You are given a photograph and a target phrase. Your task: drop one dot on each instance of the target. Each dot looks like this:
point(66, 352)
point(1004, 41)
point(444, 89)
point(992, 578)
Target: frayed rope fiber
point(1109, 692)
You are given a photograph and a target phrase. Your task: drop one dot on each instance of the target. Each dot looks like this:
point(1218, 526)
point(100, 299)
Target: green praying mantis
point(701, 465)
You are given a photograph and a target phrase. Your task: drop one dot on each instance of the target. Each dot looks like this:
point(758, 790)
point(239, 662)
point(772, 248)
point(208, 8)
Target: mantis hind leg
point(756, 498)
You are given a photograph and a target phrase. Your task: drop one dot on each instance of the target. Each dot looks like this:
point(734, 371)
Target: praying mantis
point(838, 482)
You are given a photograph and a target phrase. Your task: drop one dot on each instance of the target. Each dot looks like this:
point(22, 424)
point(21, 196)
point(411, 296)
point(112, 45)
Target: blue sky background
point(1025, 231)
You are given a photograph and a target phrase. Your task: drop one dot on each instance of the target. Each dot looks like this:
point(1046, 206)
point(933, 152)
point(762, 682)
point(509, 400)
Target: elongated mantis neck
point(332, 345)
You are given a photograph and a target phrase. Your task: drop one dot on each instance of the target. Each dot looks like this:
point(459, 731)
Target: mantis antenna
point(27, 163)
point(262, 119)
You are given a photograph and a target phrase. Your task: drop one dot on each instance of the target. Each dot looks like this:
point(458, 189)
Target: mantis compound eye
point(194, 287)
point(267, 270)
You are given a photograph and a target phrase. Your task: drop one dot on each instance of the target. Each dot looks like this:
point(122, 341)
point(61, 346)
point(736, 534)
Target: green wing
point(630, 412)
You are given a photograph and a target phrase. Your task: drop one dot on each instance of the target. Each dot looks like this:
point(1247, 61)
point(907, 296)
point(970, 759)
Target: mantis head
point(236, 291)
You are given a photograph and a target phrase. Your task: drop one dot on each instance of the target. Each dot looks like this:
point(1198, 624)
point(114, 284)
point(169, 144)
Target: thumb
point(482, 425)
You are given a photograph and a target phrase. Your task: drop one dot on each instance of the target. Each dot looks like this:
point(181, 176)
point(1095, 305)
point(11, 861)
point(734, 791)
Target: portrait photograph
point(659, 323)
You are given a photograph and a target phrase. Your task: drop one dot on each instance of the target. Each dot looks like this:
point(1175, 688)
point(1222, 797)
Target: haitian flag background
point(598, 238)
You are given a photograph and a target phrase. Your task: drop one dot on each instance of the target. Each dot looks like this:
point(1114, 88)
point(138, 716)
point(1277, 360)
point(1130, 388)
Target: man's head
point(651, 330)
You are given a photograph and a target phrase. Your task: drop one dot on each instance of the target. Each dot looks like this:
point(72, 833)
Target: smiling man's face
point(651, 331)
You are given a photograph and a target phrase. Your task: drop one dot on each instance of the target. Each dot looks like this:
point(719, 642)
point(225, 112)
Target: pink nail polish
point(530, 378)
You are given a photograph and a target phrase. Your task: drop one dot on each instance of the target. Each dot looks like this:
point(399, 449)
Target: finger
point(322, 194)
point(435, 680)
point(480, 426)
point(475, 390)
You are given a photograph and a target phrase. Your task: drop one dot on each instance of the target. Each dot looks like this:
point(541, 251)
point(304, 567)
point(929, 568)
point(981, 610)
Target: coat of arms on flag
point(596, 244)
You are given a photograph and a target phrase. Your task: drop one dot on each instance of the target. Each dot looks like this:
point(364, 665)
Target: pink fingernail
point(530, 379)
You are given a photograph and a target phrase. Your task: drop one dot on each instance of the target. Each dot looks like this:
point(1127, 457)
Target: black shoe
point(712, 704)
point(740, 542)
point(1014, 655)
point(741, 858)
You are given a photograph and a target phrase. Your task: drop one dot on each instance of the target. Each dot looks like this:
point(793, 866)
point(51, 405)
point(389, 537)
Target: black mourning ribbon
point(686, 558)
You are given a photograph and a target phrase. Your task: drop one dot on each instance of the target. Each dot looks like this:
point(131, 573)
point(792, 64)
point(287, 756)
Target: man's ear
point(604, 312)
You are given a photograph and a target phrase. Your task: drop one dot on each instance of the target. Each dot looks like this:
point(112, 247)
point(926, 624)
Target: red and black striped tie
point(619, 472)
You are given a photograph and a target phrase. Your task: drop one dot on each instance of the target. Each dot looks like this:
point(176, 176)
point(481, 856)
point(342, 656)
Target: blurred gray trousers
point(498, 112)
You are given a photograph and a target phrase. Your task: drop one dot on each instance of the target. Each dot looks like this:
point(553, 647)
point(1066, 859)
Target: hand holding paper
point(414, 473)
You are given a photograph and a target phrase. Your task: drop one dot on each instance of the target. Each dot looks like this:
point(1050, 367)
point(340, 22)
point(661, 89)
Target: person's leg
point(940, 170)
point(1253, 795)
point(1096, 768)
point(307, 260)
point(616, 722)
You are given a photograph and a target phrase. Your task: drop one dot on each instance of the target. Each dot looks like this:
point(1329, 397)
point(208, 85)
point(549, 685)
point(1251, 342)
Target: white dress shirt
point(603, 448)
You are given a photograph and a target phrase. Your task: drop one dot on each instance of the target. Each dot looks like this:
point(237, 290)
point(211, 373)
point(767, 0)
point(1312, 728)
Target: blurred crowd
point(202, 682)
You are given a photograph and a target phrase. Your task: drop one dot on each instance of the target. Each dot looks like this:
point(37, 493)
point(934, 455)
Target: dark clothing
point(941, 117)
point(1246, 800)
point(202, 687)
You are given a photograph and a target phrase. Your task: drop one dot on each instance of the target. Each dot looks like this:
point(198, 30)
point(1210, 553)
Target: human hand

**TASK TO CARRY OUT:**
The whole listing above is to be copied exactly.

**ANSWER TO THIS EXERCISE:**
You are given a photograph and a target phrase. Your task: drop one dot on each instance of the target. Each dot looks like this:
point(66, 352)
point(1004, 41)
point(444, 89)
point(992, 578)
Target: frayed rope fiber
point(1109, 692)
You are given a photograph and a target phrase. Your task: drop one dot on each instance of the target. Each dot looks like this:
point(1218, 526)
point(100, 299)
Target: green praying mantis
point(701, 465)
You are given a photograph and a target phrase. Your task: drop one dot on each instance of the target. Each dot looks like this:
point(758, 790)
point(239, 662)
point(772, 248)
point(208, 8)
Target: mantis hind leg
point(756, 498)
You are given a photograph and a target phrase. Your task: drop one dot on each instance of the target. Each dot looks like this:
point(734, 371)
Target: praying mantis
point(838, 482)
You are given a photograph and a target phrase. Your task: drop one dot on each instance of the target. Each dot looks like this:
point(22, 424)
point(21, 196)
point(411, 296)
point(112, 45)
Target: blue sky background
point(1025, 231)
You are given a photograph and a target phrase. Your task: drop one dot on each instance of the target. Each dot looks like this:
point(1046, 206)
point(933, 152)
point(762, 682)
point(509, 400)
Target: elongated mantis neck
point(332, 345)
You are given a photograph and a target phrase. Your task: drop one dot on each instance of the target. Each dot looks like this:
point(459, 731)
Target: mantis antenna
point(27, 163)
point(262, 119)
You are given a photograph and a target phrase. Your task: drop one dot on each instance of the target. Each dot looks like this:
point(458, 189)
Target: mantis compound eye
point(194, 287)
point(267, 270)
You are given a photograph and a target phrase. Your task: drop one dot on each instance of the target. Each dot looks like this:
point(122, 341)
point(61, 346)
point(736, 534)
Target: green wing
point(630, 412)
You are given a photograph and a target phrase. Your task: drop one dot on each instance of the target. Each dot looks like this:
point(1247, 61)
point(907, 296)
point(970, 759)
Target: mantis head
point(236, 291)
You are given a photograph and a target phrase. Your task: drop one dot on each instance of the target. Each dot looks like this:
point(1198, 624)
point(114, 284)
point(169, 144)
Target: thumb
point(482, 425)
You are given a photograph and a target phrase. Your task: drop one dot on each instance of the target. Each dot looks like this:
point(181, 176)
point(1095, 305)
point(11, 861)
point(734, 791)
Target: portrait photograph
point(659, 323)
You are given a photograph and a target phrase. Your task: drop one dot on each instance of the target. Each dot looks like this:
point(1175, 688)
point(1222, 797)
Target: haitian flag background
point(598, 238)
You are given a photograph and a target phrase. Your task: drop one dot on each instance of the target. Each dot looks like this:
point(1114, 88)
point(138, 716)
point(1277, 360)
point(1130, 388)
Target: man's head
point(651, 330)
You are given a photograph and a target phrase. Your task: drop one dot on each instance of the target. Each dot looks like this:
point(72, 833)
Target: smiling man's face
point(651, 331)
You are given a photograph and a target phrase. Your task: drop one dot on each instance of the target. Each dot looks like this:
point(719, 642)
point(225, 112)
Target: pink nail polish
point(530, 378)
You are given a photograph and a target phrase. Your task: drop one dot on each instance of the target. Each dot looks like this:
point(399, 449)
Target: finger
point(322, 194)
point(435, 680)
point(480, 426)
point(475, 390)
You are given a photograph and a target phrase. Your task: drop one dot on each instance of the target. Each dot looks like this:
point(541, 251)
point(304, 567)
point(929, 568)
point(981, 610)
Target: coat of arms on flag
point(596, 244)
You are given a photograph and a target phrase. Your task: drop one dot on each instance of the target. Each dot looks like this:
point(364, 665)
Target: pink fingernail
point(530, 379)
You are given a photograph and a target phrase. Your task: drop one dot on each instance of the target. Each dot looks like this:
point(1127, 457)
Target: black shoe
point(712, 704)
point(740, 542)
point(1014, 655)
point(741, 858)
You are given a photograph and a target phrase. Your task: drop one dot on each instance of the target. Each dot looks like this:
point(793, 866)
point(51, 405)
point(389, 537)
Target: black mourning ribbon
point(686, 558)
You are given a photograph and a target phrase. Your task: drop one dot on each instance of the target. Each dot looks like this:
point(131, 573)
point(792, 64)
point(287, 756)
Target: man's ear
point(604, 312)
You are given a photograph and a target phrase. Your task: drop one dot on each instance of the target. Each dot looks like this:
point(112, 247)
point(926, 624)
Target: red and black striped tie
point(619, 472)
You are given a photograph and a target phrase. Your task: drop one dot on each instance of the target. Each dot looks like this:
point(176, 176)
point(481, 856)
point(342, 656)
Target: blurred gray trousers
point(498, 112)
You are given a photograph and a target phrase. Your task: drop one dot on each instance of the target. Each dot looks like this:
point(553, 647)
point(1066, 859)
Target: hand holding paper
point(414, 473)
You are given a photograph and a target phrase. Your task: drop one dot on each instance of the target. Each dot looks like this:
point(1050, 367)
point(340, 22)
point(661, 89)
Target: person's leg
point(940, 170)
point(1253, 795)
point(1096, 768)
point(307, 260)
point(616, 722)
You are given a photograph and a target phrase. Your task: drop one dot on each instance of the target. Each dot looks like this:
point(1329, 397)
point(208, 85)
point(549, 685)
point(1251, 342)
Target: white dress shirt
point(603, 448)
You are given a photograph and a target phrase. Your task: drop one dot on each instance of the target. Each dot looks like this:
point(237, 290)
point(211, 373)
point(767, 0)
point(1312, 728)
Target: blurred crowd
point(202, 682)
You are given a photograph and a target phrase. Your task: drop one dot on each instance of the target. Each dot looks like this:
point(37, 493)
point(934, 455)
Target: dark clothing
point(941, 117)
point(1246, 800)
point(202, 687)
You are given a photograph and a target phrase. Your task: drop one dot on each instance of the target. Each dot looks like this:
point(198, 30)
point(1210, 553)
Target: human hand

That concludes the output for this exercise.